> **Task material**

►

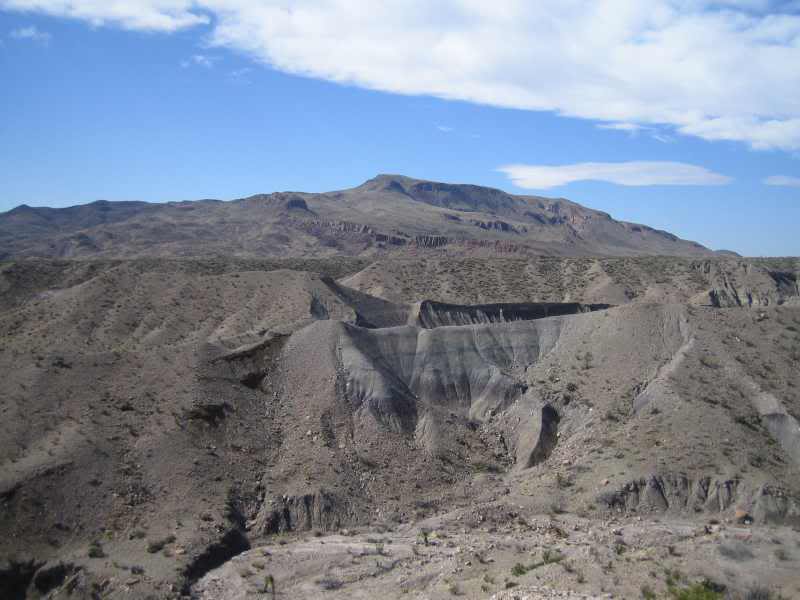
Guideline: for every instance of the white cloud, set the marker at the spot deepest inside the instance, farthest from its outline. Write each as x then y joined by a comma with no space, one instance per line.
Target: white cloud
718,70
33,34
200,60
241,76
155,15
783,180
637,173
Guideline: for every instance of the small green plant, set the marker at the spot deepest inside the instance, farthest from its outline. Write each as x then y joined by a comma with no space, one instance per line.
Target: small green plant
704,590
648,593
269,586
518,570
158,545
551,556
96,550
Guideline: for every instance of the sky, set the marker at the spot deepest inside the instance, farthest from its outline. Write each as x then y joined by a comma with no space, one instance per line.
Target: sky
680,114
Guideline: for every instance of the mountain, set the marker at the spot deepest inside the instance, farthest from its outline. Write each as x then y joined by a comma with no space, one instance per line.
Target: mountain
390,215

◄
►

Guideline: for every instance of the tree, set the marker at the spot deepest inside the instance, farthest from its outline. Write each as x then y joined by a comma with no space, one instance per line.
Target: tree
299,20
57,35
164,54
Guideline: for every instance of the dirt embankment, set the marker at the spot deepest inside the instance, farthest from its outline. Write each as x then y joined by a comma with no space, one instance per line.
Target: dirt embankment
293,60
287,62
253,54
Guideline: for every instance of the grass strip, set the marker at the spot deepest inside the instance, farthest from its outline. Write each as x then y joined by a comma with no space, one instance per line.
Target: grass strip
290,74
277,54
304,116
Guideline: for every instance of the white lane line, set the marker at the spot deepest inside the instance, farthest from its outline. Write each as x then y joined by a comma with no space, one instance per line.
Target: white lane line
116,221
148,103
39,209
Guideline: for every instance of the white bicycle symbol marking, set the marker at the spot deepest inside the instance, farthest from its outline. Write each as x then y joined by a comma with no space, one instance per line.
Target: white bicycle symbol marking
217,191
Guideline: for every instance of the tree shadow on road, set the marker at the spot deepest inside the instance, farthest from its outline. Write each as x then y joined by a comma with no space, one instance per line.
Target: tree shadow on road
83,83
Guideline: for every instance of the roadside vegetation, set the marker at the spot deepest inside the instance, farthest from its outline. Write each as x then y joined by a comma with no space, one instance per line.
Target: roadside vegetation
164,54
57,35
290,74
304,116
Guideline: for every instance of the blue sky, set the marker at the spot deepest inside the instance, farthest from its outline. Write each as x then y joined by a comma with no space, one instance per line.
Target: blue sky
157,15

◄
►

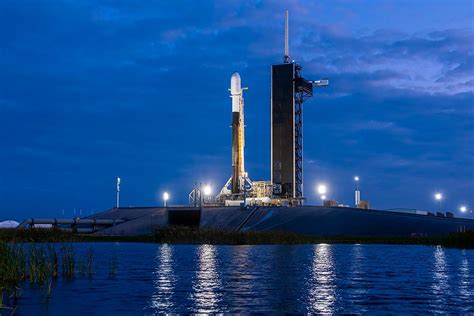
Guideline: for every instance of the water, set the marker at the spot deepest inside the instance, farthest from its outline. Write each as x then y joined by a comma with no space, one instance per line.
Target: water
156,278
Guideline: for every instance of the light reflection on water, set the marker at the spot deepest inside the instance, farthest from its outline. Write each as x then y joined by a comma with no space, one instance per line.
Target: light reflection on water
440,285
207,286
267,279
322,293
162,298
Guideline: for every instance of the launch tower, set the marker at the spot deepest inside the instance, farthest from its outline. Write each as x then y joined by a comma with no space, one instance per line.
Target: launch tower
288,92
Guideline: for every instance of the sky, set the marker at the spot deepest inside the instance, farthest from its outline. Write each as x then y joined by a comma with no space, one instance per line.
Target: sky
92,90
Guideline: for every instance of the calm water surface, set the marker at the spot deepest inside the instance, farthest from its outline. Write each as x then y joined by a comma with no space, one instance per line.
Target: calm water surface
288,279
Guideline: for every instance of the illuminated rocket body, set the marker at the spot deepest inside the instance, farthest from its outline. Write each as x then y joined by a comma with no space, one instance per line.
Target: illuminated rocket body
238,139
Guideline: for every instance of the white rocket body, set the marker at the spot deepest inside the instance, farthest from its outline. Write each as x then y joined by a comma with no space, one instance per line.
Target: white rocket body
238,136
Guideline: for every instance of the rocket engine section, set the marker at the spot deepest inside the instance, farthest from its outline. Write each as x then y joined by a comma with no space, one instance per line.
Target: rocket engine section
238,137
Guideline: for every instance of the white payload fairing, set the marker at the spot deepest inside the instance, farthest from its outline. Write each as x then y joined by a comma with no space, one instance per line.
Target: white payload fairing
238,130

◄

> **The task**
Reproduce word for word the lines above that begin with the one containing "Guideline: for every instance of the rocket" and run through the one containing "Target: rocket engine section", both included.

> **Output for this exercise**
Guideline: for every instance of the rocket engine section, set the marker at the spot deepest inside the instance, farthest from its outline. Write each as x then y joined by a comma with no space, one instance per line.
Target: rocket engine section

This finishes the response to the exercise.